▶ _EXERCISES_
**A.** In the article on the hospital job-shadowing program, rewrite the passage from "Bryan Perez, a" up to and including "love of medicine.", swapping "engineer" for "architect".
**B.** How would you put this sentence from the article on the hospital job-shadowing program into Spanish: "He didn’t want to waste time and money changing his mind in college."?
**C.** Can you go on with the article on the hospital job-shadowing program from where it stops?

DOCUMENT PASSAGE START

Shadows in the ER

Program gives local high school students hands-on medical experience

Leticia Ojeda, a senior at Hamilton High School, and Shianne Carpenter, a senior at Inspire School of the Arts and Sciences, participated in the Health-Careers Exploration Summer Institute at Enloe Medical Center.

Leticia Ojeda, a senior at Hamilton High School, and Shianne Carpenter, a senior at Inspire School of the Arts and Sciences, participated in the Health-Careers Exploration Summer Institute at Enloe Medical Center.

Photo courtesy of HESI

Lauren Keene knew she wanted to work in medicine after high school, but she hadn’t yet chosen a specialty. Then, last month, the Durham High School senior attended the Health-Careers Exploration Summer Institute (HESI) at Enloe Medical Center and she found her calling: pain rehabilitation.

The program, she said, “made me confident and passionate in medicine.”

Keene was one of 14 local high school students to participate in HESI, a job-shadowing program run collaboratively by statewide medical training organization the Health Workforce Initiative, Enloe and Butte College. Students spent three weeks attending classes, going on rounds with doctors, and learning about the human body and how to care for it. They earned college credit along the way.

Ellese Mello, coordinator for the Health Workforce Initiative and a HESI instructor, launched the program locally last year after seeing it in action during a trip to San Diego. “I had tears running down my face listening to these students that I didn’t even know,” she recalled. The local program has already gained so much popularity, in fact, that the Health Workforce Initiative will offer a second one through Butte College and Shasta Regional Medical Center later this month.<

HESI is rigorous, Mello said. To be accepted into the program, students must have taken science and health classes in high school or anatomy at Butte College. They spent most of their time with nurses and other staff making rounds in the hospital—where they were exposed to catheter procedures, C-sections and even a natural birth—and the rest in the classroom with Mello. They were assigned daily homework.

Bryan Perez, a recent graduate of Orland High School, said that, before HESI, he was torn between becoming a doctor or an engineer. He didn’t want to waste time and money changing his mind in college.

“I really needed this to know if medicine was for me,” he said. He encourages his peers to try the program if they’re interested in the medical field but have doubts about it. For him, HESI affirmed his love of medicine.

It wasn’t easy for Perez, however. One night a little more than two weeks in, exhausted from HESI and working two jobs—he was helping his family pay off medical bills from his high school soccer injuries—Perez fell asleep at the wheel and crashed his car. Having spent the previous two weeks in and out of Enloe’s emergency room shadowing doctors and nurses, he had a better understanding of the seriousness of the situation.

“Even just lying there I thought, ‘I know what this can be. I might be bleeding internally,’” he said. “Worst case scenario, ‘Oh, God, I’m dying.’”

DOCUMENT PASSAGE END
EXTRACTED DATA START

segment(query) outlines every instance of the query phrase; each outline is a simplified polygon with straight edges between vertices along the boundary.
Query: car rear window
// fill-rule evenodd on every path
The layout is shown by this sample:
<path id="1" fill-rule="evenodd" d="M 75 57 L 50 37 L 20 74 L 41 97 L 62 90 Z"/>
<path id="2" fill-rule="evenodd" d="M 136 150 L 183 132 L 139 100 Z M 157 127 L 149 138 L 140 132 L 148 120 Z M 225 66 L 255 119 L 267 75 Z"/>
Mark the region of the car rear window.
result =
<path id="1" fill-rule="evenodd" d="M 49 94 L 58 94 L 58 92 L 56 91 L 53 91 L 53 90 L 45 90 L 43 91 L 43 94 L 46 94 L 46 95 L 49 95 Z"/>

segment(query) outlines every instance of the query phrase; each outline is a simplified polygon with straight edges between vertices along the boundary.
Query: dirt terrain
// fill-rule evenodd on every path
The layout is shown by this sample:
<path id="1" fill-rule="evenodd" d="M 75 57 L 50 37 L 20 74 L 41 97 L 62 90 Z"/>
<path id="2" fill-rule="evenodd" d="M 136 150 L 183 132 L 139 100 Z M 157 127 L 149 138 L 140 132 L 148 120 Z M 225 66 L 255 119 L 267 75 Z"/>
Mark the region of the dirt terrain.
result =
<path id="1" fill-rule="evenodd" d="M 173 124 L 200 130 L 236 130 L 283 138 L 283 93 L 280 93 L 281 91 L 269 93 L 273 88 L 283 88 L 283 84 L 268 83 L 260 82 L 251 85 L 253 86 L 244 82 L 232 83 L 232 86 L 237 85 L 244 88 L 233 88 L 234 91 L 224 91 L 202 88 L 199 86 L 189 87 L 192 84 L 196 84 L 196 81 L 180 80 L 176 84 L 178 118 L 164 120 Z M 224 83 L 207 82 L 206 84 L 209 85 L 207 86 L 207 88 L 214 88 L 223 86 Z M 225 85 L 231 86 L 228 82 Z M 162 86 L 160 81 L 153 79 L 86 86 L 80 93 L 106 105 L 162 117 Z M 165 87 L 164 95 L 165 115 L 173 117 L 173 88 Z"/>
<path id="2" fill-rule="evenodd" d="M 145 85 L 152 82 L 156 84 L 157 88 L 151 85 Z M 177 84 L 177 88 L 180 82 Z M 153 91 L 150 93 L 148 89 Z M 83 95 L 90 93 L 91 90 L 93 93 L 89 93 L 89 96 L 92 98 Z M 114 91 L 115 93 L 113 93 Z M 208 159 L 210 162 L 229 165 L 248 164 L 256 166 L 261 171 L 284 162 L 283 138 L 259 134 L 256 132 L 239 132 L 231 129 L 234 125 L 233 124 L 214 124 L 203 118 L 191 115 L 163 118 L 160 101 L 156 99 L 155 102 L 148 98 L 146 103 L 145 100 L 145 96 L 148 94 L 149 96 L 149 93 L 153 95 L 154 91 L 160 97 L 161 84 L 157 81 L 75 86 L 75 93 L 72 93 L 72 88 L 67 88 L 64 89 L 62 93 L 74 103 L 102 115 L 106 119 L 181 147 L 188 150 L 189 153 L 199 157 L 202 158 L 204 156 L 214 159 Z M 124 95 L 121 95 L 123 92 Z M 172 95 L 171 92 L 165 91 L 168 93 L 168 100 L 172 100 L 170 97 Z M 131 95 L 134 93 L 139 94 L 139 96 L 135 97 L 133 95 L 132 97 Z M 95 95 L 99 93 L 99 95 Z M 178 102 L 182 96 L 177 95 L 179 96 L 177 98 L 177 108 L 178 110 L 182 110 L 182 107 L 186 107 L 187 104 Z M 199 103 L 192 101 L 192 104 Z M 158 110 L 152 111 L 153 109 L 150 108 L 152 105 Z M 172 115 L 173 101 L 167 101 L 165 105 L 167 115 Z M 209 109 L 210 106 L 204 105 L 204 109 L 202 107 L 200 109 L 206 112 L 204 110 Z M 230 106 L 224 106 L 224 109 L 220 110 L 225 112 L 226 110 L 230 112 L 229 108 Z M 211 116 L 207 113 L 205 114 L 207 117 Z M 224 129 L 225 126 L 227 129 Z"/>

EXTRACTED DATA END

▶ _ANSWER SET_
**A.**
Bryan Perez, a recent graduate of Orland High School, said that, before HESI, he was torn between becoming a doctor or an architect. He didn’t want to waste time and money changing his mind in college.

“I really needed this to know if medicine was for me,” he said. He encourages his peers to try the program if they’re interested in the medical field but have doubts about it. For him, HESI affirmed his love of medicine.

**B.** No quería perder tiempo y dinero cambiando de opinión en la universidad.

**C.**
It turned out his most serious injury was a concussion. But quitting the program was not an option. Perez said he wanted to set a good example for his younger brother and sister. The son of Mexican immigrants, he is the first member of his immediate family to graduate from high school. This fall, when he starts classes at Butte College, he’ll be the first to attend college, as well. His friendship with fellow HESI students helped him get through the tough period—and the program, he said.

HESI doesn’t charge students tuition, as many of them come from low-income families, said Trudy Old, the Health Workforce Initiative deputy sector navigator. The program is paid for with support from the Enloe Foundation and a state-funded mini grant through Feather River College. Exposing young people to the medical industry and getting them excited about helping people is a way of investing in local health care, she said.

“There’s nothing like getting care from someone who lives in the area, grew up in the area and who has passion about the area,” she said.

Each day of the program concluded with a debriefing session led by Mello. By coming together, she said, the students were able to process what they’d witnessed in the emergency room—including death.

That sort of experience is unique for a high school program, Old said. “When you are in college and are studying nursing, you do your clinicals in the third semester. Our group was exposed to very sad things, but were able to pull through it.”

Some situations weren’t quite so dramatic, but still required a level of maturity some high school students might not have yet, Old said. For example, at the beginning of the program students might forget name tags or notes required for clinical rounds, or make jokes at inappropriate times. Old and Mello agreed, however, that there were no issues by the end of the program.

“They are leaving with a professionalism that they didn’t have coming in,” Mello said.

Mike Wiltermood, chief executive officer at Enloe, said the students brought enthusiasm to the hospital rotation. It was a valuable experience for both students and hospital employees, he said.

“It’s really about caring about other people. If you want to be in health [care], you have to be like that,” he said. “The students remind us why we are in the business.”